→ Passage shown:
· · · ·

In August and September 1943, Kabiskoy fought in the Chernigov-Pripyat Offensive. In November he participated in the Gomel-Rechitsa Offensive. On 15 September he was awarded the Order of the Red Banner. Kabiskoy provided air cover during the Kalinkovichi-Mozyr Offensive in January 1944 and the Rogachev-Zhlobin Offensive in February. Around this period Kabiskoy joined the Communist Party of the Soviet Union. During the summer of 1944, he fought in the Bobruysk Offensive, Minsk Offensive and the Lublin–Brest Offensive, part of Operation Bagration. On 1 July, he was awarded the title Hero of the Soviet Union and the Order of Lenin for making 314 sorties in 47 air battles and totaling 16 shootdowns. From January 1945 Kabiskoy fought in the Warsaw-Poznan Offensive, part of the Vistula–Oder Offensive, and gained his last shootdown (and only one in 1945) on 16 April 1945. Between February and April he participated in the East Pomeranian Offensive. In April and May he fought in the Berlin Offensive. On 16 April he shot down an Fw 190 southeast of Sachsendorf while flying the Lavochkin La-7. During the war, Kabiskoy made 342 sorties, during which he shot down a total of 16 enemy aircraft, including 12 Fw 190s, one Bf 109, two Ju 88s, and two Focke-Wulf Fw 189s. Kabiskoy also shot down an aerostat on 23 February 1944.

· · · ·

→ Activity:
Carry the passage on Kabiskoy's wartime record forward from its last sentence. The material comes from a source unrelated to the passage on Kabiskoy's wartime record.

→ Data shown:
· · · ·

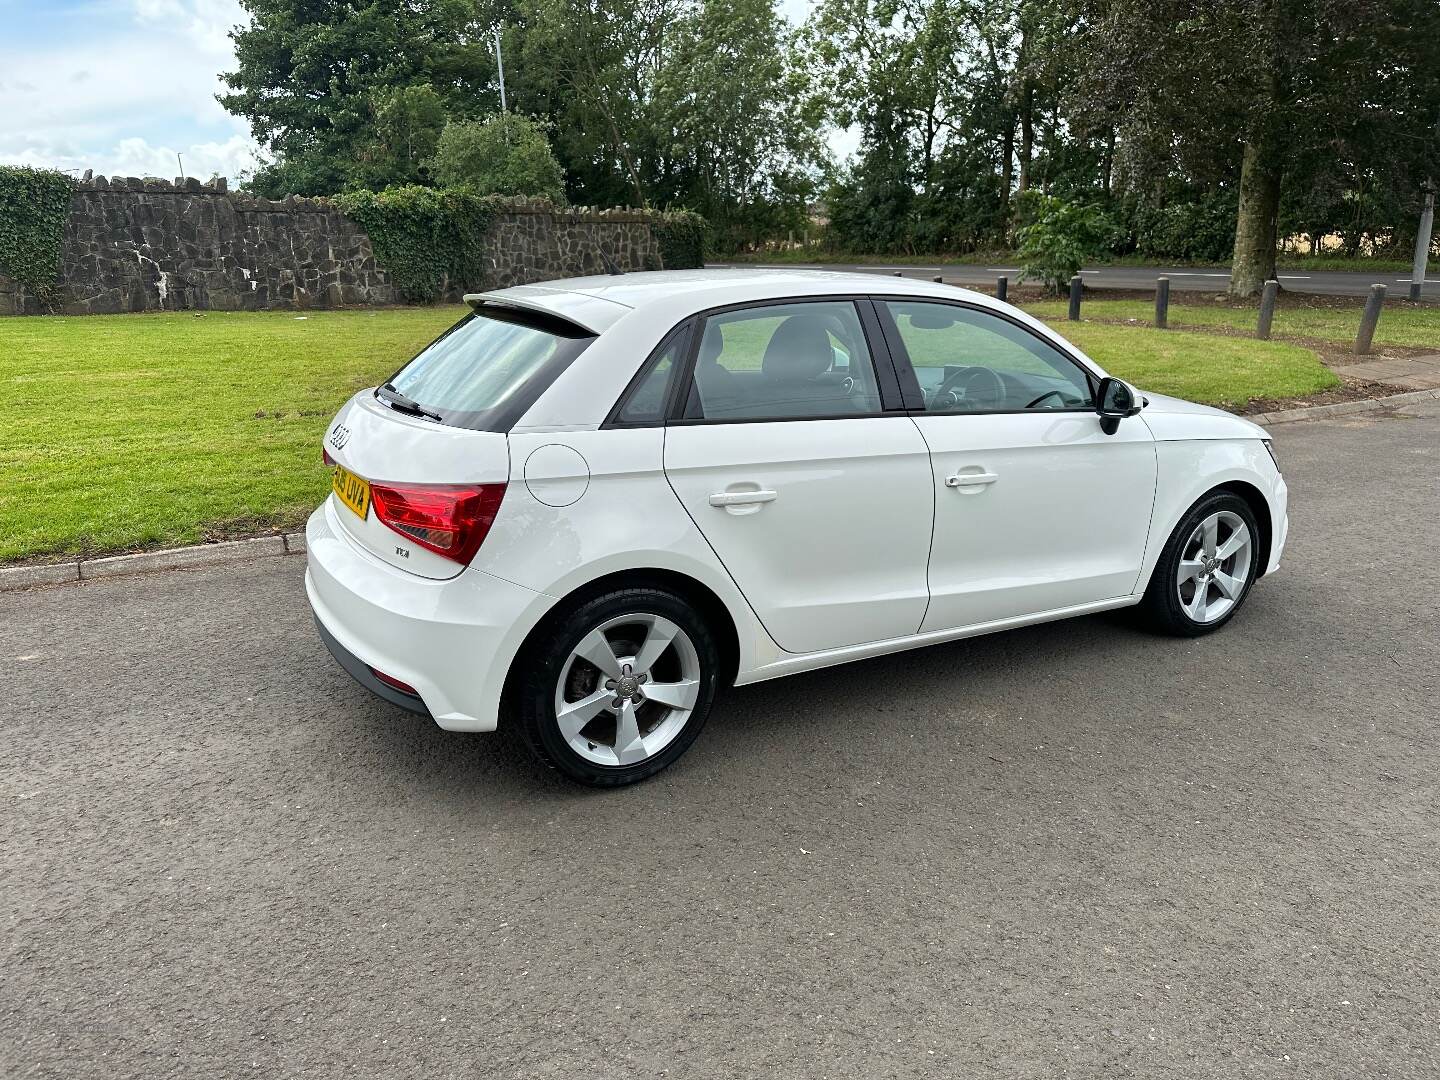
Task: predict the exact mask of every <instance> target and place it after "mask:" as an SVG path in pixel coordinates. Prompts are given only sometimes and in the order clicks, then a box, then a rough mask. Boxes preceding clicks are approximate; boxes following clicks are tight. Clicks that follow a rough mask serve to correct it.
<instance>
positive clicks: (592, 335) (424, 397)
mask: <svg viewBox="0 0 1440 1080" xmlns="http://www.w3.org/2000/svg"><path fill="white" fill-rule="evenodd" d="M593 340H595V336H593V334H590V333H589V331H586V330H583V328H580V327H577V325H575V324H573V323H566V321H564V320H562V318H554V317H550V315H544V314H540V312H531V311H523V310H518V308H501V307H491V305H485V307H481V308H480V310H478V311H474V312H471V314H469V315H467V317H465V318H464V320H461V321H459V323H456V324H455V325H454V327H451V328H449V330H448V331H445V334H442V336H441V337H439V338H436V340H435V341H432V343H431V344H429V346H426V347H425V350H423V351H422V353H420V354H419V356H416V357H415V359H413V360H410V363H408V364H406V366H405V367H402V369H400V370H399V372H396V373H395V376H393V377H392V379H390V380H389V382H387V383H386V387H387V389H390V390H395V392H397V393H400V395H405V397H409V399H410V400H412V402H415V403H416V405H419V406H420V408H422V409H425V410H426V412H429V413H433V415H435V416H438V418H439V419H441V420H442V422H444V423H448V425H451V426H454V428H472V429H475V431H500V432H503V431H510V428H513V426H514V423H516V420H518V419H520V416H521V415H524V412H526V409H528V408H530V406H531V405H534V402H536V399H537V397H539V396H540V395H541V393H543V392H544V390H546V389H547V387H549V386H550V383H553V382H554V379H556V376H559V374H560V372H563V370H564V369H566V367H569V366H570V361H572V360H575V357H577V356H579V354H580V353H583V351H585V350H586V347H588V346H589V344H590V343H592V341H593ZM379 396H380V399H382V400H384V396H383V395H379Z"/></svg>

· · · ·

→ Result below:
== Postwar ==
Postwar, Kabiskoy continued to serve in the Soviet Air Force. On 15 March 1950 he was killed in a flying accident. Kabiskoy was buried in Mikhailovka, where there is a street named for him.

==Awards==
- Hero of the Soviet Union (1 July 1944)
- Order of Lenin (1 July 1944)
- Three Order of the Red Banner (5 November 1942, 15 September 1943, and 2 March 1944)
- Order of Alexander Nevsky (4 June 1945)
- Order of the Patriotic War 1st class (11 July 1943)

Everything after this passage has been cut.